** Supplied records follows **
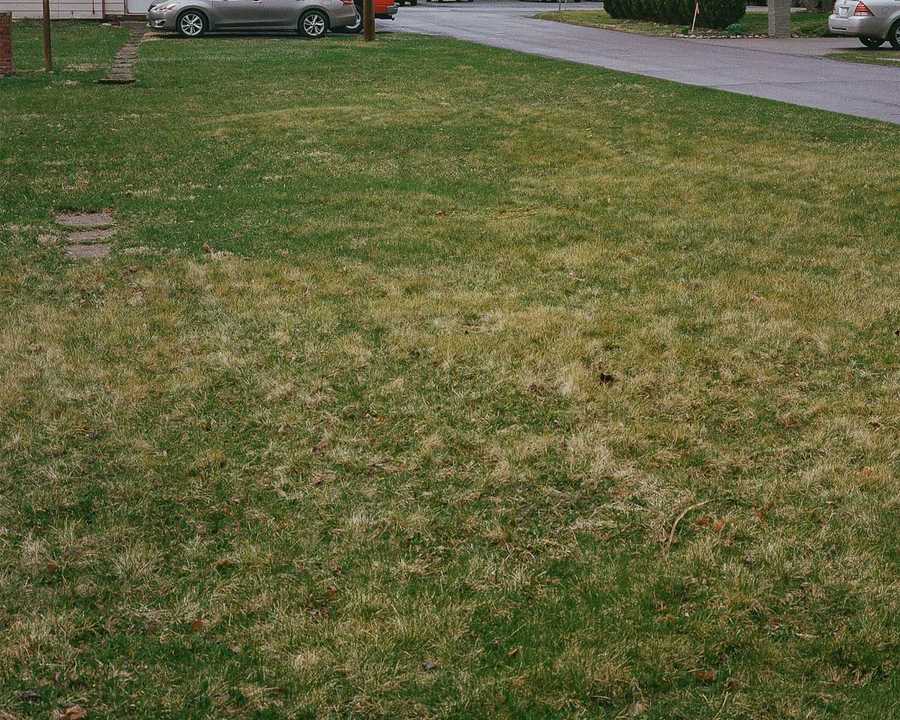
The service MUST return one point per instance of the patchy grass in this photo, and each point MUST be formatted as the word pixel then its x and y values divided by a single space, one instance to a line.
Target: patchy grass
pixel 404 384
pixel 80 50
pixel 804 24
pixel 882 56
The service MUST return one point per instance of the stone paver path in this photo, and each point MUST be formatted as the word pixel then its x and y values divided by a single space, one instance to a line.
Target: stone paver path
** End of Supplied records **
If a line of the records holds the word "photo", count it; report only the total.

2